[Text excerpt]
Sorry, it should be there now. Forgot to respond earlier.
BTW, rather than removing --run, wouldn't it be better to add '--no-degraded' (or similar)?
mdadm -A without run is the same as -A --run --no-degraded. The only effect --run has is to enable starting degraded arrays. Without --run, assemble will assemble, but not start, a degraded array, and will both assemble and start complete arrays. BTW, did you build both f9 and devel initscripts packages? I assume devel is done, but didn't know if you had built and pushed the initscripts change to bodhi yet (or how you wanted to coordinate doing so to resolve this).
It's in rawhide now, and currently in testing for Fedora 9; it will be pushed to stable in the next push. https://admin.fedoraproject.org/updates/F9/FEDORA-2008-8981
Thanks, I'll build the new mdadm.
*** Bug 467587 has been marked as a duplicate of this bug. ***
mdadm-2.6.7.1-1.fc9 has been submitted as an update for Fedora 9. http://admin.fedoraproject.org/updates/mdadm-2.6.7.1-1.fc9
mdadm-2.6.7.1-1.fc9 has been pushed to the Fedora 9 testing repository. If problems still persist, please make note of it in this bug report. If you want to test the update, you can install it with su -c 'yum --enablerepo=updates-testing update mdadm'. You can provide feedback for this update here: http://admin.fedoraproject.org/updates/F9/FEDORA-2008-9325
mdadm-2.6.7.1-1.fc9 has been pushed to the Fedora 9 stable repository. If problems still persist, please make note of it in this bug report.

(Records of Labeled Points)
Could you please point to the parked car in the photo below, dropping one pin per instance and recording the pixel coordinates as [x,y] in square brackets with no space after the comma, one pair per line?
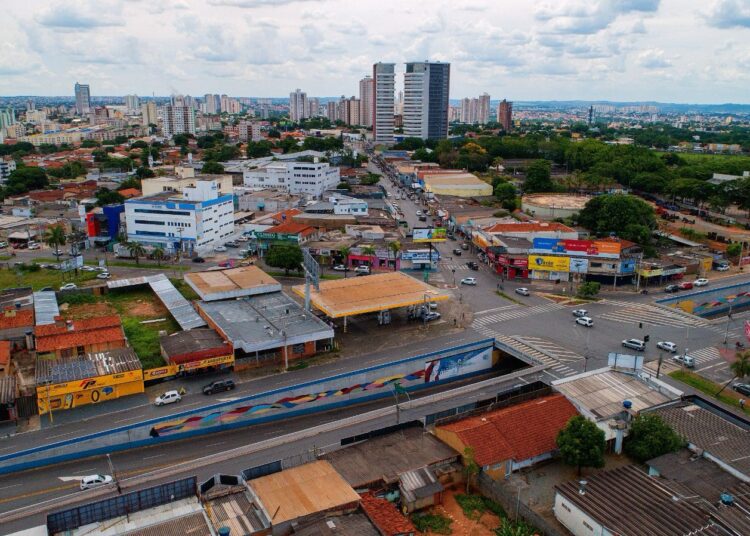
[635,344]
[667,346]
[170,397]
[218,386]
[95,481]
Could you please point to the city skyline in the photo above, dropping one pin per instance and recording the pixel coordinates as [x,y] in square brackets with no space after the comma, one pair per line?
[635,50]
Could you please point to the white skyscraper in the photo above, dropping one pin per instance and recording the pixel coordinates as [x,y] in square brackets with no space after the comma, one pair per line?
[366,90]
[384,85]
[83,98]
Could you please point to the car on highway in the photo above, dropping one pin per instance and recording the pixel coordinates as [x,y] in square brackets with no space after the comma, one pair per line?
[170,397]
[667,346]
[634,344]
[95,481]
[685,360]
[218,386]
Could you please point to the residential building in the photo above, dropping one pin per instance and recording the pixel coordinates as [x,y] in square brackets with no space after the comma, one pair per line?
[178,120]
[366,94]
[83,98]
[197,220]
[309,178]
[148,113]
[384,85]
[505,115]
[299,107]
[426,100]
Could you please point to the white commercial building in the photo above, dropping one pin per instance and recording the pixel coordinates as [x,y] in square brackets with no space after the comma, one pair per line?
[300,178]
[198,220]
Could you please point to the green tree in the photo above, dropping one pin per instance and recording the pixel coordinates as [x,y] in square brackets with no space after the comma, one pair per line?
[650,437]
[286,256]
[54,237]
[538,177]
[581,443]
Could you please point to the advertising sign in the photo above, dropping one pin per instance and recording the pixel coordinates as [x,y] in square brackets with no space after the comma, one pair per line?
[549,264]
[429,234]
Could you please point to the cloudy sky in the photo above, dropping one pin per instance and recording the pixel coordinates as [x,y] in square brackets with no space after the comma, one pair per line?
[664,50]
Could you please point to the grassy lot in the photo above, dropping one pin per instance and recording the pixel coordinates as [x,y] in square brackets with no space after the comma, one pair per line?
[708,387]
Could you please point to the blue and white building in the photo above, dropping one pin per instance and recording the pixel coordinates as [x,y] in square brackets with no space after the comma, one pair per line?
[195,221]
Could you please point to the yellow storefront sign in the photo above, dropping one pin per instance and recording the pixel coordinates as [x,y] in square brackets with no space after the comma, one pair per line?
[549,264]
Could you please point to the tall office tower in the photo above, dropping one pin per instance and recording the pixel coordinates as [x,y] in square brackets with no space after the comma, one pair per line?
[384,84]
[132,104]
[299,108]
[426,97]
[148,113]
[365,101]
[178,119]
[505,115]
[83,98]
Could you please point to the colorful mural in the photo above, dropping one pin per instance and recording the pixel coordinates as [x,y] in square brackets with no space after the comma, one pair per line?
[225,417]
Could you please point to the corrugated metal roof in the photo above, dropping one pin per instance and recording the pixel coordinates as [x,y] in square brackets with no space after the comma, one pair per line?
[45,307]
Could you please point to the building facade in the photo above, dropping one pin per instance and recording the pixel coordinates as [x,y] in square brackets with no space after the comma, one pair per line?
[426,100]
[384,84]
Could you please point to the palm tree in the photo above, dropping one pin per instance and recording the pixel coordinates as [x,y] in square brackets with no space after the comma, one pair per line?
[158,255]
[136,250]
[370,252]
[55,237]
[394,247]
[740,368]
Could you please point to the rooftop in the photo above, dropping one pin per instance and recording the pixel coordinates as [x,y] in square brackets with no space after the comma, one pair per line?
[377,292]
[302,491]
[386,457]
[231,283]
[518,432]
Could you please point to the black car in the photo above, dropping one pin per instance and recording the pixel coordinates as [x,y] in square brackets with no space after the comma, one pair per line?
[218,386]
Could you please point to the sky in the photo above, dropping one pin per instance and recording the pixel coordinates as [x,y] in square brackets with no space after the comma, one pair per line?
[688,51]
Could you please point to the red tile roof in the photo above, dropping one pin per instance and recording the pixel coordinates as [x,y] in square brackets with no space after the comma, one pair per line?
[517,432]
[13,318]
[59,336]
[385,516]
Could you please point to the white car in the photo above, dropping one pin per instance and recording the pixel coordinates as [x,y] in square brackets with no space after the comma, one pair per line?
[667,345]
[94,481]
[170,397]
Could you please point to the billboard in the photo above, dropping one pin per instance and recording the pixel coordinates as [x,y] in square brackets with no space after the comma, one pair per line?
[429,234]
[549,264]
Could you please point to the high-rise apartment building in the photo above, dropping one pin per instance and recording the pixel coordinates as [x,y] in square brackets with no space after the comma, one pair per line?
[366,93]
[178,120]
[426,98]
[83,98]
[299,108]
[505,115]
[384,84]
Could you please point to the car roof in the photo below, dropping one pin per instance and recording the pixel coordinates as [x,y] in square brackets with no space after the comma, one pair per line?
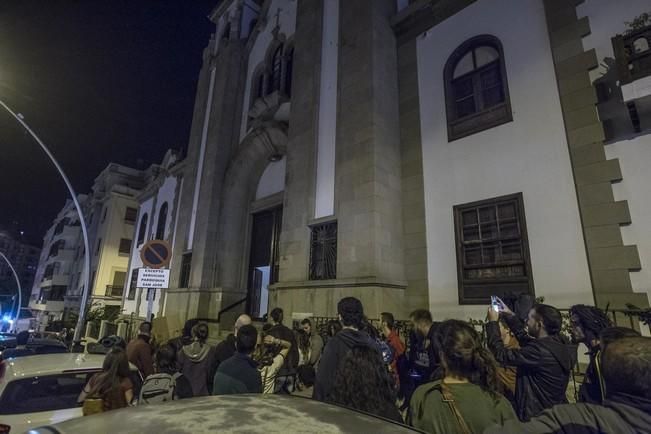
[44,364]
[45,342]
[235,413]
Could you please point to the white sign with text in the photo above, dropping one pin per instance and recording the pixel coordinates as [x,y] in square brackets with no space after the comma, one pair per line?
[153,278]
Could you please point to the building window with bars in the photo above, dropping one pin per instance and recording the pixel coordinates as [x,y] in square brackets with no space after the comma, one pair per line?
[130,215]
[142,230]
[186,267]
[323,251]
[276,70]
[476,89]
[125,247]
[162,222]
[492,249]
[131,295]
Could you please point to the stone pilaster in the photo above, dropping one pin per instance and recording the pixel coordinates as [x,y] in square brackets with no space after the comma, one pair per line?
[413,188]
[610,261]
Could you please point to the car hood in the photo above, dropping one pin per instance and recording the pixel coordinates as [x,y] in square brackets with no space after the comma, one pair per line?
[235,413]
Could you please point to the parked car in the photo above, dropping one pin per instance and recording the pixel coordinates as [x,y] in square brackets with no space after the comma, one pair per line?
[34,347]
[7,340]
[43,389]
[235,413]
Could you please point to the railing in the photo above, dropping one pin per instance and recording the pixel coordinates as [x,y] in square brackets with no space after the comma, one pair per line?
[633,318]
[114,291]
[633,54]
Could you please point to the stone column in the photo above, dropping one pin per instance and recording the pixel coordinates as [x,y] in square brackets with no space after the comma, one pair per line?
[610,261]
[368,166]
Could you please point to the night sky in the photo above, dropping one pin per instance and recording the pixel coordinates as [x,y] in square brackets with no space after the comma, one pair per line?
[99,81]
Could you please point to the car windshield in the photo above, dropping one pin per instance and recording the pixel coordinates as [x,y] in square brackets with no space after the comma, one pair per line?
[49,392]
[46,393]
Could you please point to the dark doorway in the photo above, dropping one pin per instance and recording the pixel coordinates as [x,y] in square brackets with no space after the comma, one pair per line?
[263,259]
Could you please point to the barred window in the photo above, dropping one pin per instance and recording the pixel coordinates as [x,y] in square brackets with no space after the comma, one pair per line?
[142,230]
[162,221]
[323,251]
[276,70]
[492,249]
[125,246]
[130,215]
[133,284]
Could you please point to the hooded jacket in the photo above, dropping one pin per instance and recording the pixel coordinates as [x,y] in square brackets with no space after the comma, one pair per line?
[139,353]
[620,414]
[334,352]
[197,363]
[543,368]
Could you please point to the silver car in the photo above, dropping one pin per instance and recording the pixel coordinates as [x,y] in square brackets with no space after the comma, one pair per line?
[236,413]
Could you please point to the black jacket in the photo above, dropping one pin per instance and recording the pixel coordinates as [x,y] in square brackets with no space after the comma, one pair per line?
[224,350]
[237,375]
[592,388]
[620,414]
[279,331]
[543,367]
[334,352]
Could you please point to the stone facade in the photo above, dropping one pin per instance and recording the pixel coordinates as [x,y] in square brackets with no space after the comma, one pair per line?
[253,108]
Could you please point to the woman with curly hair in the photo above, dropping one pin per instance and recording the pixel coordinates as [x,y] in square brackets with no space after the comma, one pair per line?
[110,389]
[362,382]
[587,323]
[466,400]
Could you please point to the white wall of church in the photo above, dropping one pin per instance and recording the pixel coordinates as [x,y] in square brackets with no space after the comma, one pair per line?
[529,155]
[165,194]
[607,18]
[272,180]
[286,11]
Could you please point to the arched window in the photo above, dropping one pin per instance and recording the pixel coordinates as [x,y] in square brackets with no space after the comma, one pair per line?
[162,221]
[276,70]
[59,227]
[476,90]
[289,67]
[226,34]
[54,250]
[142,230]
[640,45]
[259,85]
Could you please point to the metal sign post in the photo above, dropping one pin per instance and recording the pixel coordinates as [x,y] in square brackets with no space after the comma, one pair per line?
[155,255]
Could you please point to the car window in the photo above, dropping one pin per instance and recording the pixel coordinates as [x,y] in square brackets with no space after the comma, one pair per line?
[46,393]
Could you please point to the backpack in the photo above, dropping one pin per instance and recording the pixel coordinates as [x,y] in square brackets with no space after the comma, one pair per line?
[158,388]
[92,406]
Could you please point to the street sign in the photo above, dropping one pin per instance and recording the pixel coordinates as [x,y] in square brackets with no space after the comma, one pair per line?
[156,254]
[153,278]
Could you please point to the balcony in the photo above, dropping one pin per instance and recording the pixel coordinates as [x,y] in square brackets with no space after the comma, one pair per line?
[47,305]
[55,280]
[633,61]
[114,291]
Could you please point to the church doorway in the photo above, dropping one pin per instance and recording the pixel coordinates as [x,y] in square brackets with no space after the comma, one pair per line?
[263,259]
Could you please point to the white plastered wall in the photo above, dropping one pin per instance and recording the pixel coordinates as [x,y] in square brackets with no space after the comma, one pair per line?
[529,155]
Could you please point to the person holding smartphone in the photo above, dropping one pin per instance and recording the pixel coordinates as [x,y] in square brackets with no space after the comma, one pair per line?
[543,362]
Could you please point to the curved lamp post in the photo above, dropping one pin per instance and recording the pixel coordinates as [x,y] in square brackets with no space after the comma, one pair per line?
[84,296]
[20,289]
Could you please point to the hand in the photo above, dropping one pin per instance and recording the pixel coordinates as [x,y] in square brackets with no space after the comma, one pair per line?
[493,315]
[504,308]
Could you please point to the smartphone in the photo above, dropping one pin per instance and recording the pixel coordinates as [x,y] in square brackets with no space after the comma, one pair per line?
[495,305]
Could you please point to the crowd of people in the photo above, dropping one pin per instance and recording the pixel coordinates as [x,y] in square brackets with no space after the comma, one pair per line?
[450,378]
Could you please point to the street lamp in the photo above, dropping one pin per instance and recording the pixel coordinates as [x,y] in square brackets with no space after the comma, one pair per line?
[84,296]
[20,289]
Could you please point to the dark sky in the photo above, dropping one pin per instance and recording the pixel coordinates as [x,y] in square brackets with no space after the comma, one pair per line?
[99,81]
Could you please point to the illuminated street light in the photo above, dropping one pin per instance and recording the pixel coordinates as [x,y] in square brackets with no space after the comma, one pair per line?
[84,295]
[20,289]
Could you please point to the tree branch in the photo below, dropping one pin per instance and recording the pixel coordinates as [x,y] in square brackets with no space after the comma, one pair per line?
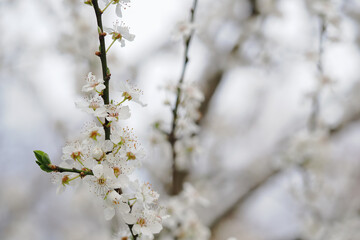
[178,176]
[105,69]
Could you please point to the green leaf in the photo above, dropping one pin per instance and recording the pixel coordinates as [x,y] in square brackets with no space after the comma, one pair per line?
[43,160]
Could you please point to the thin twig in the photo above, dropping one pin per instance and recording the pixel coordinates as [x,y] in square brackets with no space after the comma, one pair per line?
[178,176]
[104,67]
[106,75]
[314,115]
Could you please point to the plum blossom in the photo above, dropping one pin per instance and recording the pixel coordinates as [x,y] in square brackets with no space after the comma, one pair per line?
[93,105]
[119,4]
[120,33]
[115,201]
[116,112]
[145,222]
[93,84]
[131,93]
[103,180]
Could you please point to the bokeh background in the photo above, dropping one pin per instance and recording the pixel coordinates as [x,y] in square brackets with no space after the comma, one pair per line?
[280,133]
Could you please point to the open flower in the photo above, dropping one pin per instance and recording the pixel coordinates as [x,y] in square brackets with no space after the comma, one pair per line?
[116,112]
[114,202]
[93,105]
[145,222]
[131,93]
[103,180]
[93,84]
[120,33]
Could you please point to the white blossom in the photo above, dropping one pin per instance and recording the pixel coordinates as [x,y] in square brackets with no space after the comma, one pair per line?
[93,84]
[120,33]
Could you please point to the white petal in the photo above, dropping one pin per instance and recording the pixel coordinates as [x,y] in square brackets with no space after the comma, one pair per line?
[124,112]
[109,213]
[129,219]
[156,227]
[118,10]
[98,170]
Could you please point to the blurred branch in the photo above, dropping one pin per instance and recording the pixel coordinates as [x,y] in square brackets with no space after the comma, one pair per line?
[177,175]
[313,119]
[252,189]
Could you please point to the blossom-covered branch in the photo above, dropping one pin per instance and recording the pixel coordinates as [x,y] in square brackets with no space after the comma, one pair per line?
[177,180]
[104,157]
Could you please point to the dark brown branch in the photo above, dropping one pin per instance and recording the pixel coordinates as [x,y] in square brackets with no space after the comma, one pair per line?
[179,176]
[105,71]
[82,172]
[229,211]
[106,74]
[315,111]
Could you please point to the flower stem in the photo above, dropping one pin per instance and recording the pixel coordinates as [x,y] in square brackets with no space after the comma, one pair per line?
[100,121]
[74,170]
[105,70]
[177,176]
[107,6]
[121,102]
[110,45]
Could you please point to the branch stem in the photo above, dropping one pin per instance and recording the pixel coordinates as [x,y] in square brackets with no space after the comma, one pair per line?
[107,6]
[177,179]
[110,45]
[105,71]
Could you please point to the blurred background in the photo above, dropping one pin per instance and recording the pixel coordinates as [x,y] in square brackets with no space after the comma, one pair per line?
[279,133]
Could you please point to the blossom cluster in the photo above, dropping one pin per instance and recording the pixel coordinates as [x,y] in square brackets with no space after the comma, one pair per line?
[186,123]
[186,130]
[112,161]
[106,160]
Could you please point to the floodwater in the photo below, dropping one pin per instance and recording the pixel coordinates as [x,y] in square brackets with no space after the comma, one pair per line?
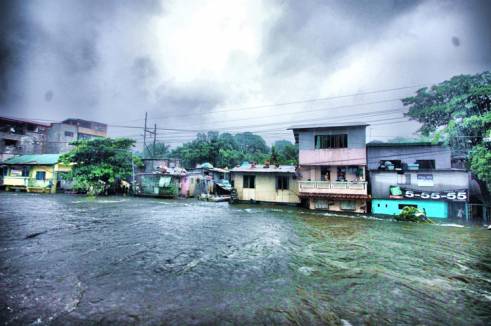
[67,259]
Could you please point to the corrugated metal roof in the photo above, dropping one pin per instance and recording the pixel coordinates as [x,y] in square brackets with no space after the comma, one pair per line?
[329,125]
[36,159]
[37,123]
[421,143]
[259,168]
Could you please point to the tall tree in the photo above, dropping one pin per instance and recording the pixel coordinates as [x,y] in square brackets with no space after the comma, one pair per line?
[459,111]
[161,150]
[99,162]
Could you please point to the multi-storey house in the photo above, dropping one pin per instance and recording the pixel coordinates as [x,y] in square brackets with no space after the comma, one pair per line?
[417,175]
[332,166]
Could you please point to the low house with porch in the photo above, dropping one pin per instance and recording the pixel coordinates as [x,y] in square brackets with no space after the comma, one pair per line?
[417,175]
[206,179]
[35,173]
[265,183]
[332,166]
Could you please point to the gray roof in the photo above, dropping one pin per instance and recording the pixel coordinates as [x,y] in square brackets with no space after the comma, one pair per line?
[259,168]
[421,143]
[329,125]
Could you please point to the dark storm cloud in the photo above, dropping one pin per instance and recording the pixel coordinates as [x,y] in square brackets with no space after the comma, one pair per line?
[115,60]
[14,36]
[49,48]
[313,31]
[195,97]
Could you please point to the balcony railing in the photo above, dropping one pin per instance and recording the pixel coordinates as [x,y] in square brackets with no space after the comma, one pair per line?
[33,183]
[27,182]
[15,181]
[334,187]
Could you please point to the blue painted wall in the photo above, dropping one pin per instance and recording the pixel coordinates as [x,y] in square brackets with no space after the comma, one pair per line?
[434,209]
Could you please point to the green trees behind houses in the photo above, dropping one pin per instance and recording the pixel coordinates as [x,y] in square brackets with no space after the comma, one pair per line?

[Work to do]
1: Reproduce verbatim the passage of the mdadm bug thread that begins with "mdadm -A without" and continues through "to resolve this).".
2: Determine how many lines of the records contain the string "blue", and state only that number.

[Outputs]
1:
mdadm -A without run is the same as -A --run --no-degraded. The only effect --run has is to enable starting degraded arrays. Without --run, assemble will assemble, but not start, a degraded array, and will both assemble and start complete arrays. BTW, did you build both f9 and devel initscripts packages? I assume devel is done, but didn't know if you had built and pushed the initscripts change to bodhi yet (or how you wanted to coordinate doing so to resolve this).

2: 2